::: Document section :::

Hi Fabio,
I don't understand what is the problem with using the gridpp CVMFS
repository? I think it is available everywhere in EGI as it should
be part of the EGI CVMFS configuration rpm. I can certainly see it
also from lxplus (CERN)
aforti@lxplus783> ls /cvmfs/gridpp.egi.eu/lsst
sims_2_8_0 sims_2_9_0 sims_w_2019_10_1
cheers
alessandra
On 07/06/2019 16:06, Fabio Hernandez
wrote:
[log in to unmask]">
James,
I propose we explore storing imSim tarball in Dirac
and make several replicas, including one replica at one SE at
CC-IN2P3.
Do you think that would be compatible with the
mechanism that you use to submit and execute the jobs?
Cheers,
Hi Dominique,
It's the ImSim code. I think
someone recommended not to clone it from
GitHub as this can result in
GitHub blacklisting the worker nodes if
they do this too many times, so I
went with the tarball instead. We
could try it using GitHub directly
if you think it would be safe.

::: Data segment :::

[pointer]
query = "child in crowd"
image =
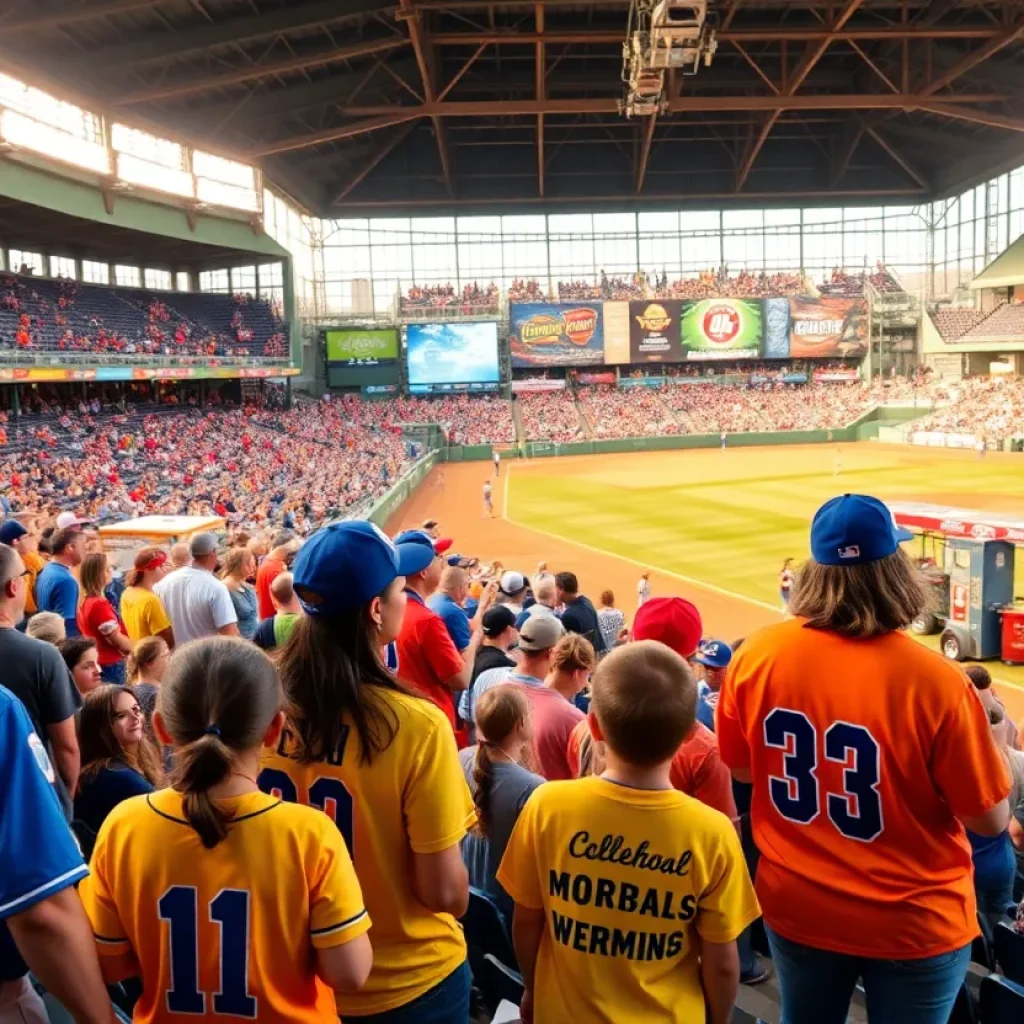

:::

Tasks to perform -
(1) Reproduce the email thread from "aforti@lxplus783> ls /cvmfs/gridpp.egi.eu/lsst" up to and including "execute the jobs?".
(2) According to the email thread, why was the imSim tarball used instead of cloning the code from GitHub? Answer in one to three sentences.

Responses -
(1)
aforti@lxplus783> ls /cvmfs/gridpp.egi.eu/lsst
sims_2_8_0 sims_2_9_0 sims_w_2019_10_1
cheers
alessandra
On 07/06/2019 16:06, Fabio Hernandez
wrote:
[log in to unmask]">
James,
I propose we explore storing imSim tarball in Dirac
and make several replicas, including one replica at one SE at
CC-IN2P3.
Do you think that would be compatible with the
mechanism that you use to submit and execute the jobs?

(2) Someone recommended not cloning the code from GitHub, because GitHub could blacklist the worker nodes if they cloned it too many times. The tarball was used instead.